Grief. And Hope.
Part One.
A butterfly wouldn’t be a butterfly—couldn’t even exist—if it remained a caterpillar.
The basis of its entire existence is on no longer being what it was before, on one thing ending and on another beginning.
When Bono, The Edge, Adam Clayton, and Larry Mullen (otherwise known as U2) landed in Berlin in 1990 to record their album ACHTUNG BABY, they were witness to something destroyed, and something being born. The Berlin Wall had come down one year prior, and in the joy, there was a frenetic energy, a chaotic energy of the unknown, and in that energy—in that celebration, that creation of unification—there was an eruption of new life crushing against the old ways, ways that were divisive before, ways that were oppressive, ways that were born out of fear, anger, pain, and control. The wall coming down was a collapse of the old structures. It was a reckoning.
A reckoning. As if the laws of nature roared to life, making up for lost time; lost time colliding with current and future time and unearthing a discovery from underneath years of suppression and suffocation, from a place that had stood still in time under an iron grip and that was now crashing against the progress that had evolved without it, leaving it behind. A reckoning. An acknowledgement of what was, and a realization of what was endured. Of what was suppressed and almost gone forever. Of what humanity almost allowed itself to throw away forever and possibly never look back and actualize.

> [Dataset content]
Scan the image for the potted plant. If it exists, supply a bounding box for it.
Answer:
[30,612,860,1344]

> [The request]
Duplicate the part of the essay on grief and hope that begins at the words "When Bono, The" and stops after the words "was a reckoning.".

> [Solution for this problem]
When Bono, The Edge, Adam Clayton, and Larry Mullen (otherwise known as U2) landed in Berlin in 1990 to record their album ACHTUNG BABY, they were witness to something destroyed, and something being born. The Berlin Wall had come down one year prior, and in the joy, there was a frenetic energy, a chaotic energy of the unknown, and in that energy—in that celebration, that creation of unification—there was an eruption of new life crushing against the old ways, ways that were divisive before, ways that were oppressive, ways that were born out of fear, anger, pain, and control. The wall coming down was a collapse of the old structures. It was a reckoning.